### TEXTE SUPPORT
Le meilleur conseil que j’aie jamais reçu, merci Flo!
À l’époque, j’avais suivi le conseil à la lettre et passé mon permis moto. L’examen théorique avant ma première opération, et les cours pratiques après ma deuxième opération. Le permis est arrivé quelques mois après la fin des hostilités contre le cancer.
Réapprendre à vivre
J’avais oublié cet épisode et ce précieux conseil. Mais parler avec Koen m’a rouvert les yeux. Notre combat, c’est de retirer le cancer de ce piédestal où nous l’avons nous même placé. Refuser de le laisser nous définir. Refuser de le laisser définir notre vie. Réapprendre à vivre vraiment: à avoir des projets, des envies, des espoirs. Et nous y investir autant que nous pouvons.
Bien sûr, je ne suis pas naïf. La maladie ne s’en ira pas par miracle. Elle va continuer à nous pourrir la vie. Comment pourrait-il en être autrement? Au moment d’écrire ces lignes, je ne le sais que trop. J’ai appris il y a quelques jours que les marqueurs tumoraux étaient repartis à la hausse malgré la chimio. Et passé une résonance magnétique. Je vois mon oncologue la semaine prochaine. Entre temps, il y a largement de quoi baliser, paniquer, me faire des scénarios du pire. Mais ça servirait à quoi? À redonner du pouvoir à cette saloperie. À la laisser redevenir mon unique préoccupation. NON!
Mes petits « trucs »
Je ne vais pas t’apprendre à avoir des projets, je ne suis pas coach de vie. Mais en revanche, ce que je peux partager avec toi, c’est ce que je fais désormais au quotidien pour remettre constamment le cancer à sa place: une préoccupation, certes importante, mais pas le centre de ma vie.
- arrêter du cancer LE sujet de conversation: désormais, quand un ami ou une connaissance me demande comment ça va, je parle de tout sauf du cancer: mes projets, mon business, mon couple, mes envies, mes indignations du moment… Et c’est top: je sens que ça me fait du bien, et que ça fait du bien à mes amis.

### CONSIGNE 1
Répondez aux questions suivantes à partir du texte.
(a) Quel permis a été passé après avoir suivi le conseil ?
(b) Qu’a-t-on appris il y a quelques jours au sujet des marqueurs tumoraux ?
(c) Quand le rendez-vous avec l’oncologue est-il prévu ?
### CONSIGNE 2
Réécrivez le passage du texte allant de « Je ne vais pas » jusqu’à « à mes amis. », en changeant « coach de vie » en « thérapeute ».
Appuyez-vous uniquement sur le texte.

### DONNÉES À EXAMINER
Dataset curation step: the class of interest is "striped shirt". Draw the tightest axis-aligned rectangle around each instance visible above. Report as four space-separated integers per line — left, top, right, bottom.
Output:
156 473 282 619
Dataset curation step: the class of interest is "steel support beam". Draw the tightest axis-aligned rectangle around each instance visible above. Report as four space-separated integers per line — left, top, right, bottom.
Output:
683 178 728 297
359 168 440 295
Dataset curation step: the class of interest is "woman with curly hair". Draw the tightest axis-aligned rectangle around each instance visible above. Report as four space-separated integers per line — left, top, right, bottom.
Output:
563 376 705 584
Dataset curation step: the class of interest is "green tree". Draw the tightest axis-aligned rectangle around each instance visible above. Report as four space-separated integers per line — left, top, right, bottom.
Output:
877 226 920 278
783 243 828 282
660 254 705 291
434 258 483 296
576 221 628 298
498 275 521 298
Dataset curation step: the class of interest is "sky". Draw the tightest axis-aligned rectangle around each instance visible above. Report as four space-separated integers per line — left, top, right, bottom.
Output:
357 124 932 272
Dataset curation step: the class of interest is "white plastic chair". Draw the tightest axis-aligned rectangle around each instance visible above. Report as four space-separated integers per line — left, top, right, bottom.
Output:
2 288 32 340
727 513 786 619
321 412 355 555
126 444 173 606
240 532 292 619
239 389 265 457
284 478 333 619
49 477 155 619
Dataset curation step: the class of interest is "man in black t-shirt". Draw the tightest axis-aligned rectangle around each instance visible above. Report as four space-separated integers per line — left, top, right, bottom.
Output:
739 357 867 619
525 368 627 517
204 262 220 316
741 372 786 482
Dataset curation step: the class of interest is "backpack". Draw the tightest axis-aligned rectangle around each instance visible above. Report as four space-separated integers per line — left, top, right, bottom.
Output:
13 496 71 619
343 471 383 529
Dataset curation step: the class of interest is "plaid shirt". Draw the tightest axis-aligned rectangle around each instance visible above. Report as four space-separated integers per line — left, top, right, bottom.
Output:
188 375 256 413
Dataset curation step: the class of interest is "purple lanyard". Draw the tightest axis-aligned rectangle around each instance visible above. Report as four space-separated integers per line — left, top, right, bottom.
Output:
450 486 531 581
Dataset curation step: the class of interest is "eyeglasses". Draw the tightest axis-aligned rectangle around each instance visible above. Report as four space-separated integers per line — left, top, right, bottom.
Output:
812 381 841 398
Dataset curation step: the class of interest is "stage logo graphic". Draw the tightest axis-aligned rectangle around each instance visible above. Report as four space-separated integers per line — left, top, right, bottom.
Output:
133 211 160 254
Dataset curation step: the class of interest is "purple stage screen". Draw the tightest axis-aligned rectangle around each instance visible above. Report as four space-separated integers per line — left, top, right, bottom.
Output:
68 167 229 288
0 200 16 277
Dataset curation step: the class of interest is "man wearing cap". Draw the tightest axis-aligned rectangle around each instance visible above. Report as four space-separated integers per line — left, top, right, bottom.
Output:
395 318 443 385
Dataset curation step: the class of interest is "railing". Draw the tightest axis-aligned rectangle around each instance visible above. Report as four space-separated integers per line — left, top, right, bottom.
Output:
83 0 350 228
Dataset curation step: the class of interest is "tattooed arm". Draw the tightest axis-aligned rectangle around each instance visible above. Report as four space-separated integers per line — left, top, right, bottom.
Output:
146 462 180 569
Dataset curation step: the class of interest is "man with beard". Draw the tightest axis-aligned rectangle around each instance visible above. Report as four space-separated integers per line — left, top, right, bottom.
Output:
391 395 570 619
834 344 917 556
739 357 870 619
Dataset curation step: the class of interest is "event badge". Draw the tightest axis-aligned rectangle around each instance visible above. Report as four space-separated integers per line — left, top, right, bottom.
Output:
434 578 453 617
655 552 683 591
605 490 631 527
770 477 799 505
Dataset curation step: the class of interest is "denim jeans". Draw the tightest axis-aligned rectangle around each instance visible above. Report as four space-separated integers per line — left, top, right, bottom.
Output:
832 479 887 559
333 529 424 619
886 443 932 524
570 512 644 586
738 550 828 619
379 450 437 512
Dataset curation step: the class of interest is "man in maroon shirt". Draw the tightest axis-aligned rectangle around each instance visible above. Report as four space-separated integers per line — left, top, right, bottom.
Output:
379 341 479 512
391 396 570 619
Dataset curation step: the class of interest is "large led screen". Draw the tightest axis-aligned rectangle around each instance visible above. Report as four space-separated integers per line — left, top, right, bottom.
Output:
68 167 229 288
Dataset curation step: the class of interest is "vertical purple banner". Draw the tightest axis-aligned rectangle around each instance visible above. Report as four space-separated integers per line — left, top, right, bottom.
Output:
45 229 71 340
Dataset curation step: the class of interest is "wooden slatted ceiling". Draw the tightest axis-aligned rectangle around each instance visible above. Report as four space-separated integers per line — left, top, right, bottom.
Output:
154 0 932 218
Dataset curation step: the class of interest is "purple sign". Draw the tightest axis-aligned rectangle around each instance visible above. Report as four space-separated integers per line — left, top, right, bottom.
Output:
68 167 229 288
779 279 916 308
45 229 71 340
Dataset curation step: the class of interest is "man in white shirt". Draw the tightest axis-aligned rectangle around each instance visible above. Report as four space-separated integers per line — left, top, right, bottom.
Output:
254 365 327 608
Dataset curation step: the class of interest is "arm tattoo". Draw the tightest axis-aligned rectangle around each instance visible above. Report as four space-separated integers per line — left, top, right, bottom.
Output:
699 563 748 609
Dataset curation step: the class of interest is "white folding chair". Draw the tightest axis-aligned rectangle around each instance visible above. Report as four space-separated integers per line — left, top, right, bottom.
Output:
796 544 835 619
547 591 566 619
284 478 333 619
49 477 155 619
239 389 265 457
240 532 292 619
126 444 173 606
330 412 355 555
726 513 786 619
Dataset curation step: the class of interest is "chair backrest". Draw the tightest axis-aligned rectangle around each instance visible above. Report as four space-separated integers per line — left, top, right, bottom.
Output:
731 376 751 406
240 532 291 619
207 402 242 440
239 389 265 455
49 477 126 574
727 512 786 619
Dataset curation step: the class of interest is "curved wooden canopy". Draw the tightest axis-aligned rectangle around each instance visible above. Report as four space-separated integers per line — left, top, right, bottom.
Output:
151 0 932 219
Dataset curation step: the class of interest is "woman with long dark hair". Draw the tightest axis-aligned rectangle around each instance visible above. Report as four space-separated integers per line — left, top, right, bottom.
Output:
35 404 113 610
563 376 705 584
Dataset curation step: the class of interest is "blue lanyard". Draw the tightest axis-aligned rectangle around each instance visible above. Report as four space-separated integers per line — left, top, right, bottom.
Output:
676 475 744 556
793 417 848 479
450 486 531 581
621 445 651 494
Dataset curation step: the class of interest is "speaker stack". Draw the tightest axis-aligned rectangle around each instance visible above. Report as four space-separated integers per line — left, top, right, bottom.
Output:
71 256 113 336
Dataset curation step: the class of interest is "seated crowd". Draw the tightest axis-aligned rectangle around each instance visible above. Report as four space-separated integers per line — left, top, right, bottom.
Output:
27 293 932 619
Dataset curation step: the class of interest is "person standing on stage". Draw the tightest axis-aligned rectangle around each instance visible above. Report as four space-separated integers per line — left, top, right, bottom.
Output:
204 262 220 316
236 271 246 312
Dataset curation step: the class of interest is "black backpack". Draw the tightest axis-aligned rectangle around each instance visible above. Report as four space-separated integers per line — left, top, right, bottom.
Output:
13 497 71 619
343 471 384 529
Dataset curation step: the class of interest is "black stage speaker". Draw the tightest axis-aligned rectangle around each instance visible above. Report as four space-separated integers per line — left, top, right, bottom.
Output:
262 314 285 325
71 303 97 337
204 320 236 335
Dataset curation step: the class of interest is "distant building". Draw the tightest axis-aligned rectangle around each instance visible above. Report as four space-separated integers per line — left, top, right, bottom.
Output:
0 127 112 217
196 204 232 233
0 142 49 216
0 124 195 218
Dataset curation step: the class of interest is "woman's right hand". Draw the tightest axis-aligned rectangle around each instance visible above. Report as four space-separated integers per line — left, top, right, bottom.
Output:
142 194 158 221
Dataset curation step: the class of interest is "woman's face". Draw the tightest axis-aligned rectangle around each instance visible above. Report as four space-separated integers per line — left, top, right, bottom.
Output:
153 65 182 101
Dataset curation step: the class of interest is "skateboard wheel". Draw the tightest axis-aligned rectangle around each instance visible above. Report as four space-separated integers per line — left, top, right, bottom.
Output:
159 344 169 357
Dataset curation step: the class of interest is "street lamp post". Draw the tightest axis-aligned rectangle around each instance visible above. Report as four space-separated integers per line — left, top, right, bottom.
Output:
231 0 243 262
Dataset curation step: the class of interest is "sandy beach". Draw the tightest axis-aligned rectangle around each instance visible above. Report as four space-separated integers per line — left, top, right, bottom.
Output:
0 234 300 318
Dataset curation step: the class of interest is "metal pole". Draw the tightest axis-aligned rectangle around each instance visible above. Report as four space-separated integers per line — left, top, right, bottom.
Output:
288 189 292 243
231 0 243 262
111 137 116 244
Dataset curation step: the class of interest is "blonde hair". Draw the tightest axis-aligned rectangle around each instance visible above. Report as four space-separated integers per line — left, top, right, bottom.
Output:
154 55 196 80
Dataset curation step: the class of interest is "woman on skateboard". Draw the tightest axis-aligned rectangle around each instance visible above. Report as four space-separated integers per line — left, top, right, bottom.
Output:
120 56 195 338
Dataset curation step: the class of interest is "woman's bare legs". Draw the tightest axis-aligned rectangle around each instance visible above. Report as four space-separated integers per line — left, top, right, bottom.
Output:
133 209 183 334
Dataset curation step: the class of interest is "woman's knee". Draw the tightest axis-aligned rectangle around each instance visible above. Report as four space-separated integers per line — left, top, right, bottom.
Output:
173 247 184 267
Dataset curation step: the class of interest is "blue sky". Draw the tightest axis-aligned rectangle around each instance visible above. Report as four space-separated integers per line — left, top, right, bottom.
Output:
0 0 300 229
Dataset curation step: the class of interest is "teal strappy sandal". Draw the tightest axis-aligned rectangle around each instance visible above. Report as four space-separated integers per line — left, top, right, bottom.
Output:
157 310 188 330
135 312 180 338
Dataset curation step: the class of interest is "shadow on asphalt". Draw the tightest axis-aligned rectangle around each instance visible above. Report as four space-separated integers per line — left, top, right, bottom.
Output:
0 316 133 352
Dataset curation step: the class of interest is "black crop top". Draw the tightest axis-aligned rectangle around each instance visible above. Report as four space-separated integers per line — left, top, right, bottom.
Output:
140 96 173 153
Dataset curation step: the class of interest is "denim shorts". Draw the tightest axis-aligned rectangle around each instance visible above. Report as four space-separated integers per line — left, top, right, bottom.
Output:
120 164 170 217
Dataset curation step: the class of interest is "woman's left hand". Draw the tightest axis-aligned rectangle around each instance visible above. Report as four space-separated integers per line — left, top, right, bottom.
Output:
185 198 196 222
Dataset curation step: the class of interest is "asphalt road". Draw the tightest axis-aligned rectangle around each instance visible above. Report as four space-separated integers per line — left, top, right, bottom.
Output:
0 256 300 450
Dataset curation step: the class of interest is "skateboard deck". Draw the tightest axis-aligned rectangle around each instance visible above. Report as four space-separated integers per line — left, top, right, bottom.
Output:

### RÉPONSE RÉDIGÉE 1
(a) Le permis moto.
(b) Ils étaient repartis à la hausse malgré la chimio.
(c) La semaine prochaine.

### RÉPONSE RÉDIGÉE 2
Je ne vais pas t’apprendre à avoir des projets, je ne suis pas thérapeute. Mais en revanche, ce que je peux partager avec toi, c’est ce que je fais désormais au quotidien pour remettre constamment le cancer à sa place: une préoccupation, certes importante, mais pas le centre de ma vie.
- arrêter du cancer LE sujet de conversation: désormais, quand un ami ou une connaissance me demande comment ça va, je parle de tout sauf du cancer: mes projets, mon business, mon couple, mes envies, mes indignations du moment… Et c’est top: je sens que ça me fait du bien, et que ça fait du bien à mes amis.